• [GIVEN PASSAGE]
++++++++
All Book Reviews by Genre: Fantasy

Priest of Bones
McLean, Peter
4 stars = Really Good
Review:

It took me a good long time to read this book. I started reading it and I
would stop, then I’d try to start it again. Then I decided to just buckle
down and read the book. I have to say it was a pretty darn good book.

I wasn’t expecting it to be the first in a series, but as I started coming
closer and closer to the end, I realized that it may well be part of a series
– and I was right, it is. The book takes you on a journey of what happens
in a medieval style world when someone comes home from war and realizes that
a new war is brewing and it’s starting in his own city. The book is rather
slow to start and at times doesn’t make sense, but anything that doesn’t
make sense at the time will be clarified later in the book.

This particular novel is written memoir style – the narrator refers to his
having written things which is an interesting concept. Usually you don’t
see novels written as memoirs with the narrator stating that he or she had
written something earlier. I fully expect that if this series were to become
movies, that you’d find an old, wizened man at the end closing a notebook
in which he’d written the entire sordid tale.

The book was well written and I have to admit, although it isn’t normally
my type of book, I was into it. The characters were developed as much as they
needed to be and the ones that aren’t, well, there’s a reason for it.
Some of them don’t need it, some of them don’t need it right now. Read
the book and you’ll see.

Reviewer's Name: Charity
Genres:
The Power of Six
Lore, Pittacus
5 stars = Bohemian Rhapsody Awesome!
Review:

The sequel to I am Number Four is just as thrilling and action packed as the first. John, Sam, and Six set out as fugitives and work to find the others as we meet Seven. Seven is also known as Marina and lives in a convent/orphanage in Spain while she convinces her Cepan to rejoin the fight and develops her legacies. Complete with numerous battles, close escapes, incredible powers, and fun characters, The Power of Six is an excellent read for any middle or high schoolers.
++++++++
• [AIM OF THE TASK]
Can you answer these from the fantasy book reviews?
1. What star rating does Priest of Bones receive?
2. In what style is Priest of Bones written?
3. Where does Marina live in The Power of Six?
You won't need any of this data.

[Referring expression grounding data]
++++++++
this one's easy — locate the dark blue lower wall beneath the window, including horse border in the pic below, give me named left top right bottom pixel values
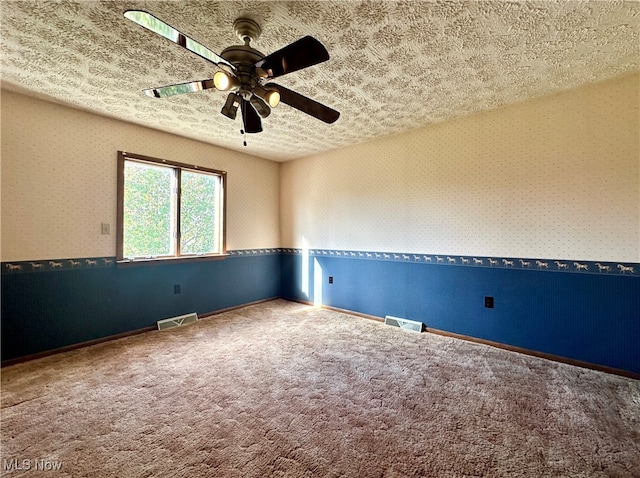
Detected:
left=2, top=249, right=281, bottom=361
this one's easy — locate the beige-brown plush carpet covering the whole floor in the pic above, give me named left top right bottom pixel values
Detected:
left=1, top=300, right=640, bottom=478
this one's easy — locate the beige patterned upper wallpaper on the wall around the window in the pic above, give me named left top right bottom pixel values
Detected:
left=1, top=90, right=280, bottom=261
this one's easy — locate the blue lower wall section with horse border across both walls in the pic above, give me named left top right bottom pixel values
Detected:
left=2, top=249, right=640, bottom=374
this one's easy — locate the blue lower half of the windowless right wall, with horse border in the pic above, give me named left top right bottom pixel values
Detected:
left=282, top=250, right=640, bottom=373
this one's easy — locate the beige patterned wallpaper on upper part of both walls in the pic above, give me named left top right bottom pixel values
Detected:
left=1, top=75, right=640, bottom=262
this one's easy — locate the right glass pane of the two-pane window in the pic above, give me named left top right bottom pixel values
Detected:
left=180, top=171, right=220, bottom=254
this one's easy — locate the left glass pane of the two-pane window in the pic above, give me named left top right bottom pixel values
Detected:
left=123, top=161, right=175, bottom=257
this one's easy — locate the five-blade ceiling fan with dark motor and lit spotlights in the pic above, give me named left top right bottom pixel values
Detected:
left=124, top=10, right=340, bottom=133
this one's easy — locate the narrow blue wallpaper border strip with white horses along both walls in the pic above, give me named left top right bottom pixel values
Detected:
left=1, top=247, right=640, bottom=277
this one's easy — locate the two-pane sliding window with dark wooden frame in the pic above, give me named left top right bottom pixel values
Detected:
left=116, top=151, right=226, bottom=262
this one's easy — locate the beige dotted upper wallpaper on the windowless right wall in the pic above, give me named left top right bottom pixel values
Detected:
left=281, top=74, right=640, bottom=262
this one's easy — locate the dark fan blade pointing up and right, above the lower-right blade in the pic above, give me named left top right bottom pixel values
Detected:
left=255, top=36, right=329, bottom=78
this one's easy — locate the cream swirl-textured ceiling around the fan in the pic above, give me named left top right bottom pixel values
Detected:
left=1, top=0, right=640, bottom=161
++++++++
• [OUTPUT OF THE TASK]
1. 4 stars = Really Good
2. Memoir style
3. In a convent/orphanage in Spain